— Start —

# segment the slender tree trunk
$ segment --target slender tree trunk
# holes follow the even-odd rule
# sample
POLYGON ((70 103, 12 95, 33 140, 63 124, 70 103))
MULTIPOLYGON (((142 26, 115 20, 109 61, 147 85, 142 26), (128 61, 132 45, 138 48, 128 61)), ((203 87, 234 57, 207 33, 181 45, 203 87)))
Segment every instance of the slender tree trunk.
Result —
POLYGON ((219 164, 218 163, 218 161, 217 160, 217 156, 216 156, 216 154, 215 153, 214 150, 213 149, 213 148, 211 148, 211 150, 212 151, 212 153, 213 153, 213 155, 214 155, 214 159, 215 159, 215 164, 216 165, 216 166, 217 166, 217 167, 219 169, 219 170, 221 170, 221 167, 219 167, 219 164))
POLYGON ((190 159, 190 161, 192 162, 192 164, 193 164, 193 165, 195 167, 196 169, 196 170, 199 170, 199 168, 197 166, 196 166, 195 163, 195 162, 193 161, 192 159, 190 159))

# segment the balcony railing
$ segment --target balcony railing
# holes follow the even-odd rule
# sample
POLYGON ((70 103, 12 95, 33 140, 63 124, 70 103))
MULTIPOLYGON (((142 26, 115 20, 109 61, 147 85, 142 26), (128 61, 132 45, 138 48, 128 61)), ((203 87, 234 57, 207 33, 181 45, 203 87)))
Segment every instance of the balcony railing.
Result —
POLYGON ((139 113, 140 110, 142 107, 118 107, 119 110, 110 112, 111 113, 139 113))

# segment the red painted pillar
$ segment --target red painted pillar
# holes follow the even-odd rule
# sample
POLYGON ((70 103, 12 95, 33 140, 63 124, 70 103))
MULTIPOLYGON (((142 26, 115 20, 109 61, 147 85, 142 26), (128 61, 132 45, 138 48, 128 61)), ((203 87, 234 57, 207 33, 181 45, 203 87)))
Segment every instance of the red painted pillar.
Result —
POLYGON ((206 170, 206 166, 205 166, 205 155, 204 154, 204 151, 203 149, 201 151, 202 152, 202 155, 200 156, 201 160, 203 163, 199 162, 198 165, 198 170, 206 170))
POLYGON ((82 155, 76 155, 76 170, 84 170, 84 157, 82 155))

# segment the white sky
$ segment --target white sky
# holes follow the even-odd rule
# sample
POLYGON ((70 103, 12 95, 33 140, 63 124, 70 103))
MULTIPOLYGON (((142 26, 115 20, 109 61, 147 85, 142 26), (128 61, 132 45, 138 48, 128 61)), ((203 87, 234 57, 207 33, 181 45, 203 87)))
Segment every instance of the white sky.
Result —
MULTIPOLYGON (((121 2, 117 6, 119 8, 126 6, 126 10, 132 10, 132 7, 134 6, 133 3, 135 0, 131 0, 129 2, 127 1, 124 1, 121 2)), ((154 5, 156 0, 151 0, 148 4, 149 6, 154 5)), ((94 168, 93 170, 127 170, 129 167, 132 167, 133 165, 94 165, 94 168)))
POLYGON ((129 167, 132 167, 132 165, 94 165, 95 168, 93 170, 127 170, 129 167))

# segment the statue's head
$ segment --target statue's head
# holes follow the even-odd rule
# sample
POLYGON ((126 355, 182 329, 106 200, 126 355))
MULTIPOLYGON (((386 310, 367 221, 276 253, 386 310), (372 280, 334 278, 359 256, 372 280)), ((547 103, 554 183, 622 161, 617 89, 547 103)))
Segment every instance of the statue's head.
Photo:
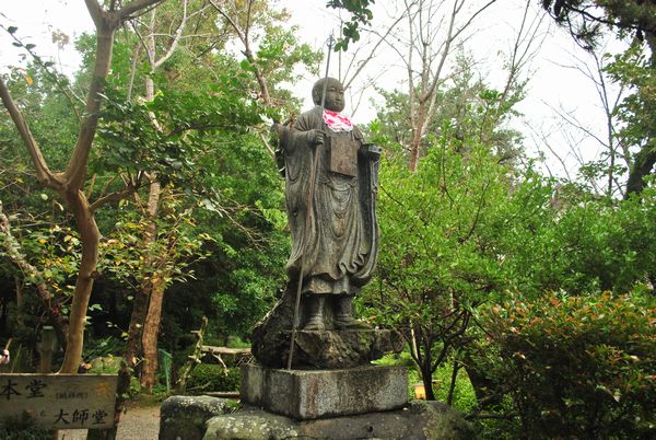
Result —
POLYGON ((321 105, 321 93, 324 83, 326 85, 326 103, 324 107, 331 112, 341 112, 344 109, 344 86, 335 78, 324 78, 315 82, 312 88, 312 100, 316 105, 321 105))

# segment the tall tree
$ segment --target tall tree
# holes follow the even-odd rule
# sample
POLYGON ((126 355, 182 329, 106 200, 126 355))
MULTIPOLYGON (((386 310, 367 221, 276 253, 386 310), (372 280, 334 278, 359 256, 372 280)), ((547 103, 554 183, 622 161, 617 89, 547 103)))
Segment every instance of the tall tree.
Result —
POLYGON ((565 26, 587 50, 593 50, 605 27, 618 37, 634 37, 634 47, 609 67, 616 81, 636 92, 621 104, 620 117, 629 127, 622 131, 633 140, 637 152, 629 170, 625 197, 639 194, 656 164, 656 4, 644 0, 542 0, 542 7, 565 26), (635 57, 636 46, 646 43, 647 59, 635 57))
MULTIPOLYGON (((42 185, 57 192, 65 200, 74 217, 82 242, 82 256, 71 305, 67 350, 60 368, 60 372, 63 373, 75 373, 78 371, 83 348, 86 309, 96 277, 99 231, 94 213, 98 205, 90 204, 82 188, 86 178, 89 155, 97 129, 102 94, 109 72, 114 34, 126 21, 143 13, 144 10, 161 1, 134 0, 122 7, 119 7, 116 1, 112 1, 109 7, 105 9, 96 0, 85 0, 86 8, 96 27, 95 60, 78 139, 63 172, 50 171, 47 160, 32 135, 21 109, 12 100, 9 89, 0 78, 0 97, 30 151, 37 180, 42 185)), ((16 28, 8 28, 7 31, 13 33, 16 28)))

— End —

■ PROBLEM TO WORK ON
Render every line of the listing above as a JSON array of strings, one string per line, with blank lines dropped. Leave the pictures out.

■ EXPECTED ANSWER
[
  "# segment the slender tree trunk",
  "$ segment --target slender tree trunk",
  "# holes follow the even-odd rule",
  "# sample",
  "POLYGON ((70 103, 12 95, 33 140, 63 124, 70 103))",
  "MULTIPOLYGON (((142 26, 115 20, 109 61, 147 85, 142 26), (128 61, 132 45, 138 48, 128 61)), ((203 87, 234 57, 207 33, 181 45, 203 87)))",
  "Segment every instance of the slender tree trunk.",
  "Result —",
  "POLYGON ((219 164, 218 163, 218 161, 217 160, 217 156, 216 156, 216 154, 215 153, 214 150, 213 149, 213 148, 211 148, 211 150, 212 151, 212 153, 213 153, 213 155, 214 155, 214 159, 215 159, 215 164, 216 165, 216 166, 217 166, 217 167, 219 169, 219 170, 221 170, 221 167, 219 167, 219 164))",
  "POLYGON ((190 159, 190 161, 192 162, 192 164, 193 164, 193 165, 195 167, 196 169, 196 170, 199 170, 199 168, 197 166, 196 166, 195 163, 195 162, 193 161, 192 159, 190 159))",
  "# segment the balcony railing",
  "$ segment --target balcony railing",
  "# holes follow the even-odd rule",
  "# sample",
  "POLYGON ((70 103, 12 95, 33 140, 63 124, 70 103))",
  "MULTIPOLYGON (((142 26, 115 20, 109 61, 147 85, 142 26), (128 61, 132 45, 138 48, 128 61)), ((203 87, 234 57, 207 33, 181 45, 203 87)))",
  "Segment every instance of the balcony railing.",
  "Result —",
  "POLYGON ((139 113, 140 110, 142 107, 118 107, 119 110, 110 112, 111 113, 139 113))",
  "# segment the red painted pillar",
  "$ segment --target red painted pillar",
  "# holes follow the even-odd rule",
  "# sample",
  "POLYGON ((70 103, 12 95, 33 140, 63 124, 70 103))",
  "MULTIPOLYGON (((142 26, 115 20, 109 61, 147 85, 142 26), (128 61, 132 45, 138 48, 128 61)), ((203 87, 234 57, 207 33, 181 45, 203 87)))",
  "Segment every instance of the red painted pillar.",
  "Result —",
  "POLYGON ((206 170, 206 166, 205 166, 205 155, 204 154, 204 151, 203 149, 201 151, 202 152, 202 155, 200 156, 201 160, 203 163, 199 162, 198 165, 198 170, 206 170))",
  "POLYGON ((82 155, 76 155, 76 170, 84 170, 84 157, 82 155))",
  "# segment the white sky",
  "$ segment --target white sky",
  "# holes follow the even-odd rule",
  "# sample",
  "POLYGON ((70 103, 12 95, 33 140, 63 124, 70 103))",
  "MULTIPOLYGON (((142 26, 115 20, 109 61, 147 85, 142 26), (128 61, 132 45, 138 48, 128 61)), ((203 87, 234 57, 207 33, 181 45, 203 87)))",
  "Segment every instance of the white sky.",
  "Result —",
  "MULTIPOLYGON (((121 2, 117 6, 119 8, 126 6, 126 10, 132 10, 132 7, 134 6, 133 3, 135 0, 131 0, 129 2, 127 1, 124 1, 121 2)), ((154 5, 156 0, 151 0, 148 4, 149 6, 154 5)), ((94 168, 93 170, 127 170, 129 167, 132 167, 133 165, 94 165, 94 168)))",
  "POLYGON ((129 167, 132 167, 132 165, 94 165, 95 168, 93 170, 127 170, 129 167))",
  "# segment the statue's head",
  "$ segment --target statue's head",
  "# holes follow the even-odd rule",
  "# sample",
  "POLYGON ((126 355, 182 329, 106 200, 126 355))",
  "MULTIPOLYGON (((386 310, 367 221, 276 253, 386 310), (372 280, 334 278, 359 256, 372 280)), ((547 103, 554 183, 622 161, 617 89, 547 103)))",
  "Segment every instance of the statue's head.",
  "Photo:",
  "Result —",
  "POLYGON ((321 105, 321 93, 324 83, 326 85, 326 103, 324 107, 331 112, 341 112, 344 109, 344 86, 335 78, 324 78, 315 82, 312 88, 312 100, 316 105, 321 105))",
  "# segment the tall tree",
  "$ segment --target tall tree",
  "# holes follow the even-odd rule",
  "# sample",
  "POLYGON ((126 355, 182 329, 106 200, 126 355))",
  "MULTIPOLYGON (((386 310, 367 221, 276 253, 386 310), (372 280, 334 278, 359 256, 372 280)), ((547 103, 554 183, 622 161, 617 89, 547 103)))",
  "Segment every instance of the tall tree.",
  "Result —",
  "POLYGON ((565 26, 587 50, 593 50, 605 27, 618 37, 634 37, 634 47, 609 67, 616 81, 636 92, 621 104, 620 117, 629 127, 622 131, 633 140, 637 152, 629 170, 625 197, 639 194, 656 164, 656 4, 644 0, 542 0, 542 7, 565 26), (635 57, 636 46, 646 43, 647 59, 635 57))",
  "MULTIPOLYGON (((42 185, 57 192, 65 200, 74 217, 82 242, 82 256, 71 305, 67 350, 60 368, 60 372, 63 373, 75 373, 78 371, 83 348, 86 309, 96 277, 99 231, 94 213, 98 205, 90 204, 82 188, 86 178, 89 155, 97 129, 102 94, 109 72, 114 34, 126 21, 143 13, 144 10, 161 1, 134 0, 122 7, 119 7, 116 1, 112 1, 109 7, 105 9, 96 0, 85 0, 86 8, 96 27, 95 60, 78 139, 63 172, 50 171, 47 160, 32 135, 21 109, 12 100, 9 89, 0 78, 0 97, 30 151, 37 180, 42 185)), ((16 28, 8 28, 7 31, 13 33, 16 28)))"
]